→ The data:
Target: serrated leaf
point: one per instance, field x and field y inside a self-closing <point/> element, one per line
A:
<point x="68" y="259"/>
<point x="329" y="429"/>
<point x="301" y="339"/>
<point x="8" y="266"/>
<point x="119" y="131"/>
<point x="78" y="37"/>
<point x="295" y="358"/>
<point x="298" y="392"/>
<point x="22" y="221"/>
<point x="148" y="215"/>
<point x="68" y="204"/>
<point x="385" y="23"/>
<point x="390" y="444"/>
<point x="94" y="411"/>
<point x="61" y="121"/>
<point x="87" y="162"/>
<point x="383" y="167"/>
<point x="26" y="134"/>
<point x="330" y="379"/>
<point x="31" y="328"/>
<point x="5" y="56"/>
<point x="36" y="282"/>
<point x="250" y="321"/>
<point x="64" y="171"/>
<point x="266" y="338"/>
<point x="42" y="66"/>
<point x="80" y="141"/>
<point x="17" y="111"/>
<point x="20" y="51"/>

→ Goal of the exercise: Could you print, word for word, the line containing "point: one per" and every line after it through the end of the records, and nothing else?

→ Response to this task:
point: one per instance, field x and field y inside a self-closing <point/> element, one per line
A:
<point x="68" y="259"/>
<point x="329" y="429"/>
<point x="301" y="339"/>
<point x="8" y="266"/>
<point x="119" y="131"/>
<point x="78" y="37"/>
<point x="295" y="358"/>
<point x="298" y="392"/>
<point x="22" y="221"/>
<point x="148" y="215"/>
<point x="68" y="204"/>
<point x="385" y="23"/>
<point x="390" y="444"/>
<point x="94" y="411"/>
<point x="61" y="121"/>
<point x="87" y="162"/>
<point x="383" y="167"/>
<point x="26" y="134"/>
<point x="330" y="379"/>
<point x="31" y="328"/>
<point x="5" y="56"/>
<point x="36" y="282"/>
<point x="250" y="321"/>
<point x="64" y="171"/>
<point x="266" y="338"/>
<point x="42" y="66"/>
<point x="80" y="141"/>
<point x="17" y="111"/>
<point x="20" y="51"/>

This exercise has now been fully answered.